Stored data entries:
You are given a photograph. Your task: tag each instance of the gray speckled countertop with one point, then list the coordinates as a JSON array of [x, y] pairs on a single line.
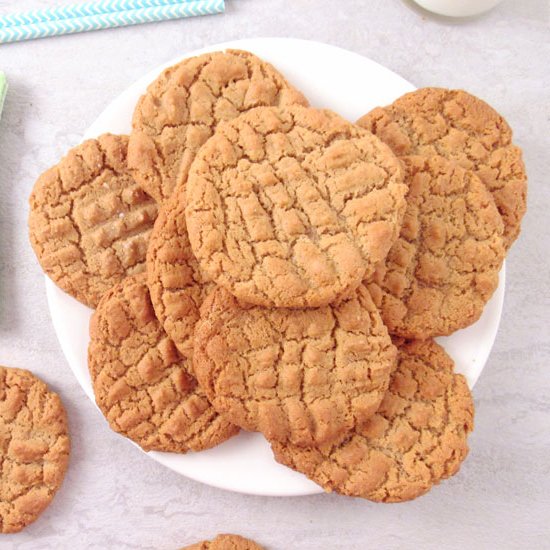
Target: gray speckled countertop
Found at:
[[116, 497]]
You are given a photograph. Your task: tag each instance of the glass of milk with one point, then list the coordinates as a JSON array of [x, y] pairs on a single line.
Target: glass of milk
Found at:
[[458, 8]]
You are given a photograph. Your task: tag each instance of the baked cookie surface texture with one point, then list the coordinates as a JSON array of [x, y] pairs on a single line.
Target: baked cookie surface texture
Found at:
[[305, 376], [89, 220], [416, 438], [460, 127], [225, 542], [444, 266], [183, 106], [34, 447], [141, 383], [177, 285], [292, 207]]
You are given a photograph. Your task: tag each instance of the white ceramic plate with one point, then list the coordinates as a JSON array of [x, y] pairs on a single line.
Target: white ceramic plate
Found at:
[[330, 77]]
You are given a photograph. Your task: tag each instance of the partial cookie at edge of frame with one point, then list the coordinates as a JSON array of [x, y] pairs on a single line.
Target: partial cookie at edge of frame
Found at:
[[34, 447]]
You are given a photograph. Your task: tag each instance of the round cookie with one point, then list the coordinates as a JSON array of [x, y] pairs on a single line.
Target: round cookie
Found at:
[[416, 439], [182, 107], [291, 207], [34, 448], [225, 542], [141, 384], [305, 376], [444, 266], [463, 128], [176, 284], [89, 221]]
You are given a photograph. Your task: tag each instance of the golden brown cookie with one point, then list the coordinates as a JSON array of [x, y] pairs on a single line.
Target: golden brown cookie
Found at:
[[34, 448], [291, 207], [463, 128], [141, 383], [416, 439], [182, 107], [176, 284], [89, 221], [225, 542], [444, 266], [304, 376]]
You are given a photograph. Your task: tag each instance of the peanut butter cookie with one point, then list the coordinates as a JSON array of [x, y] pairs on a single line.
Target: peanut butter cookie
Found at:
[[34, 448], [416, 439], [89, 221], [444, 266], [292, 207], [225, 542], [141, 383], [463, 128], [304, 376], [182, 107], [176, 283]]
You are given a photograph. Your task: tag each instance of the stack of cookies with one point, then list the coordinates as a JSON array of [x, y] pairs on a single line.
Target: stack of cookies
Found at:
[[259, 264]]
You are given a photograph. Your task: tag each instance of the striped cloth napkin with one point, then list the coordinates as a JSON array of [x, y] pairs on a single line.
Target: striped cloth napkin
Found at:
[[99, 14]]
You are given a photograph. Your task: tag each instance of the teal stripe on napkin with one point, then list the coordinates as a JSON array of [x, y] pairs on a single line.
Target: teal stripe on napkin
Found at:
[[14, 28]]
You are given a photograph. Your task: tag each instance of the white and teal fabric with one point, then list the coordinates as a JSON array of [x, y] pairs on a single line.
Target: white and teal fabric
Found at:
[[100, 14]]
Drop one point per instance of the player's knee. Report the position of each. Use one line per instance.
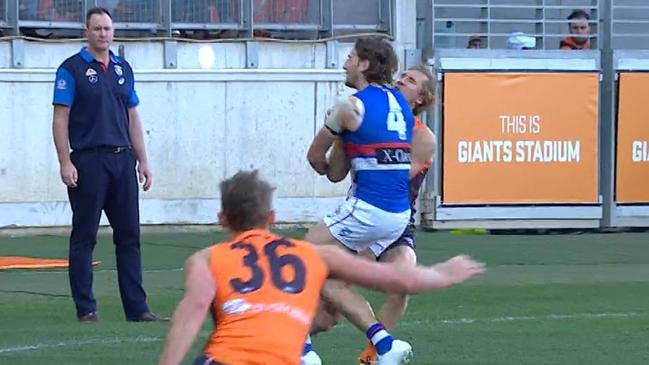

[EXERCISE REQUIREMENTS]
Reproduce each line of the data containing the word "baked".

[EXERCISE RESPONSE]
You are given a photograph. Your task: tag each instance of the baked cookie surface texture with one point, then list the coordinates as a JSON array of [x, y] pairs on a single line.
Target: baked cookie surface texture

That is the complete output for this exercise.